[GIVEN INFORMATION start]
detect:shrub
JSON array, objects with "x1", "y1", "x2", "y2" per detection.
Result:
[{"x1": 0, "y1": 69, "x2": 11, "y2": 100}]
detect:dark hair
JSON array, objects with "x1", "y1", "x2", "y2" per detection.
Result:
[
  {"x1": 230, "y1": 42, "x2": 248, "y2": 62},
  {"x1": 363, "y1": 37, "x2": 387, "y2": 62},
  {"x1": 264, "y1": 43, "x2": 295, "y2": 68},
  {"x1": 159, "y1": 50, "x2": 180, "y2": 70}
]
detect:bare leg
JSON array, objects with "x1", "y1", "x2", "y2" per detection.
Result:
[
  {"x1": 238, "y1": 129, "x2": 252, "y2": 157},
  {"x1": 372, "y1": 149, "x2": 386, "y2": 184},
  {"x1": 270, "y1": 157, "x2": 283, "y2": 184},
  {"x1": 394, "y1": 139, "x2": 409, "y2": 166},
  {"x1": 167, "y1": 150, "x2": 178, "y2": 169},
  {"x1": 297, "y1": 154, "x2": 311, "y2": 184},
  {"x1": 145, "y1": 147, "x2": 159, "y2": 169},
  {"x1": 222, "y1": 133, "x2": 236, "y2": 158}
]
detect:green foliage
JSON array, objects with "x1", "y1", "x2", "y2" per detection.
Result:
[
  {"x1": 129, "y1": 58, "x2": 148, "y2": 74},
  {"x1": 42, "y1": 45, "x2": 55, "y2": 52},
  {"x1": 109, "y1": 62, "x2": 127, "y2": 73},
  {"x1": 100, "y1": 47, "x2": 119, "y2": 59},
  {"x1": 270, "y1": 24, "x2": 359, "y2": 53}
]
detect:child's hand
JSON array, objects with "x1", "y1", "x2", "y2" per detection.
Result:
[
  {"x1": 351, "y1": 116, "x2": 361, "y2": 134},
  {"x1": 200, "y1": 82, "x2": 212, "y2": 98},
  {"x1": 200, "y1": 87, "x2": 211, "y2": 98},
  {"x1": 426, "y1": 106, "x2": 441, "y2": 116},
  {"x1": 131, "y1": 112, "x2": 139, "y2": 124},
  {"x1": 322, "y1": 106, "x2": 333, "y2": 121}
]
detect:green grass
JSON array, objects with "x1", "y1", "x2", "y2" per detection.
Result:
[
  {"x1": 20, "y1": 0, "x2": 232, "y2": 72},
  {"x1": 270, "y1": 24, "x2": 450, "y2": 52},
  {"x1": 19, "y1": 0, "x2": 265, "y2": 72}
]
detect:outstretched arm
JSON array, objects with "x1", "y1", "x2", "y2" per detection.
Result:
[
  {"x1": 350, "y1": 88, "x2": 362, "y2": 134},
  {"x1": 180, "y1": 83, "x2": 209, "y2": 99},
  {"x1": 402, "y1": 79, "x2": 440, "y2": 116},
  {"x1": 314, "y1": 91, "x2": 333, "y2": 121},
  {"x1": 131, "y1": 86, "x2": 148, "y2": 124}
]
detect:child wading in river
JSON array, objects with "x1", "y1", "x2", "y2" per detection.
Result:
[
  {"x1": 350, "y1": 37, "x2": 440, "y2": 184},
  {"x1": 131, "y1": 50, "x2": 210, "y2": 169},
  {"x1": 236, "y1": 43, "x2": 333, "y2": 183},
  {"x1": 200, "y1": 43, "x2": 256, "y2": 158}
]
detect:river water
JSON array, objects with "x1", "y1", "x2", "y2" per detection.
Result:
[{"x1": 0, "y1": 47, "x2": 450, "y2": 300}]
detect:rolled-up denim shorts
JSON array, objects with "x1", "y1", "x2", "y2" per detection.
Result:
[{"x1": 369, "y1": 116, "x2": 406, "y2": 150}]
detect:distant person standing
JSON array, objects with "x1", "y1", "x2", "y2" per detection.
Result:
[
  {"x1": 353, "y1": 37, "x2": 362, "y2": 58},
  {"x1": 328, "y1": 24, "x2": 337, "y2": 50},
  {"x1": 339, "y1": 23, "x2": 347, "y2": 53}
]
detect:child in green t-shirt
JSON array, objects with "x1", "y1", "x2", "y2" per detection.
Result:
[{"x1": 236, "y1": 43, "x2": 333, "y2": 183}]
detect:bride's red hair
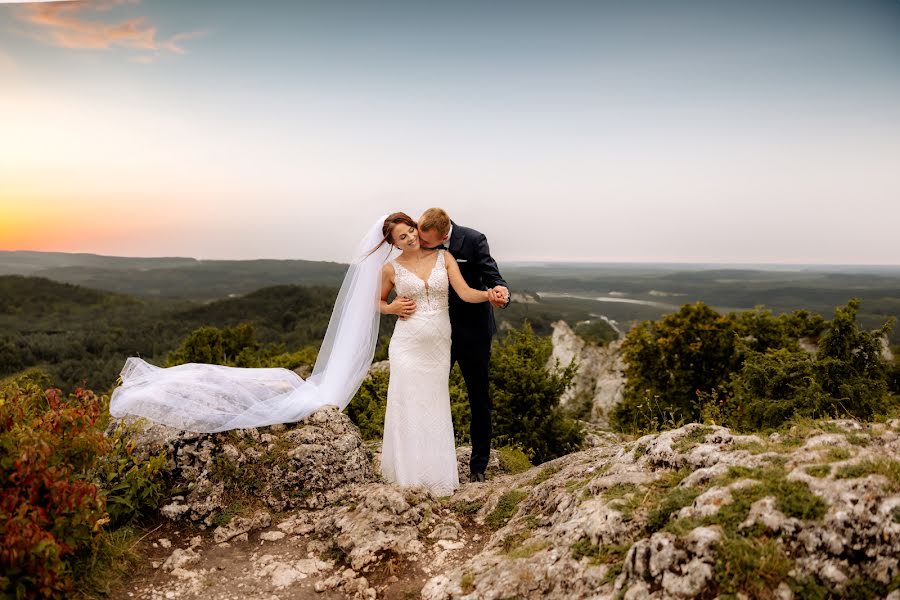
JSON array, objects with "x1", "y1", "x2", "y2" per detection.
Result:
[{"x1": 369, "y1": 212, "x2": 419, "y2": 254}]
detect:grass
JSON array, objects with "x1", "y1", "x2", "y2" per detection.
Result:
[
  {"x1": 497, "y1": 446, "x2": 534, "y2": 474},
  {"x1": 672, "y1": 425, "x2": 715, "y2": 452},
  {"x1": 569, "y1": 539, "x2": 631, "y2": 565},
  {"x1": 508, "y1": 540, "x2": 550, "y2": 558},
  {"x1": 212, "y1": 500, "x2": 244, "y2": 527},
  {"x1": 529, "y1": 466, "x2": 560, "y2": 485},
  {"x1": 835, "y1": 458, "x2": 900, "y2": 492},
  {"x1": 825, "y1": 446, "x2": 854, "y2": 462},
  {"x1": 715, "y1": 536, "x2": 794, "y2": 598},
  {"x1": 647, "y1": 467, "x2": 828, "y2": 536},
  {"x1": 484, "y1": 490, "x2": 528, "y2": 529},
  {"x1": 634, "y1": 444, "x2": 649, "y2": 460}
]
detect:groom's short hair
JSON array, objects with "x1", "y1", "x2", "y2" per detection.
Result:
[{"x1": 419, "y1": 208, "x2": 450, "y2": 237}]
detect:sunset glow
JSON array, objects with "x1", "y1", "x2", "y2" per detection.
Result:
[{"x1": 0, "y1": 0, "x2": 900, "y2": 264}]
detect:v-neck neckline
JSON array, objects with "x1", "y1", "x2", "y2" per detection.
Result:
[{"x1": 394, "y1": 250, "x2": 442, "y2": 289}]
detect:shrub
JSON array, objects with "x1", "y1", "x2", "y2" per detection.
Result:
[
  {"x1": 725, "y1": 300, "x2": 890, "y2": 429},
  {"x1": 612, "y1": 300, "x2": 890, "y2": 431},
  {"x1": 490, "y1": 322, "x2": 584, "y2": 464},
  {"x1": 96, "y1": 423, "x2": 170, "y2": 527},
  {"x1": 574, "y1": 319, "x2": 619, "y2": 346},
  {"x1": 612, "y1": 302, "x2": 740, "y2": 429},
  {"x1": 0, "y1": 381, "x2": 108, "y2": 597},
  {"x1": 497, "y1": 446, "x2": 533, "y2": 473}
]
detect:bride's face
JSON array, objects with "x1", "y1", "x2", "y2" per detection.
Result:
[{"x1": 391, "y1": 223, "x2": 419, "y2": 250}]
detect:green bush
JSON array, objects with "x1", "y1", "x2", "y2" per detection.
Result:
[
  {"x1": 612, "y1": 300, "x2": 889, "y2": 430},
  {"x1": 574, "y1": 319, "x2": 619, "y2": 346},
  {"x1": 0, "y1": 381, "x2": 108, "y2": 598},
  {"x1": 719, "y1": 300, "x2": 890, "y2": 430},
  {"x1": 611, "y1": 302, "x2": 741, "y2": 430},
  {"x1": 166, "y1": 323, "x2": 318, "y2": 370},
  {"x1": 347, "y1": 324, "x2": 584, "y2": 462},
  {"x1": 490, "y1": 322, "x2": 584, "y2": 464}
]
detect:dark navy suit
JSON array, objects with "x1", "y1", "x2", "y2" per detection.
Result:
[{"x1": 446, "y1": 221, "x2": 509, "y2": 473}]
[GIVEN INFORMATION end]
How many lines in the entries above contain the word "hair"? Matching is case-sensitive; reply with the number alone.

3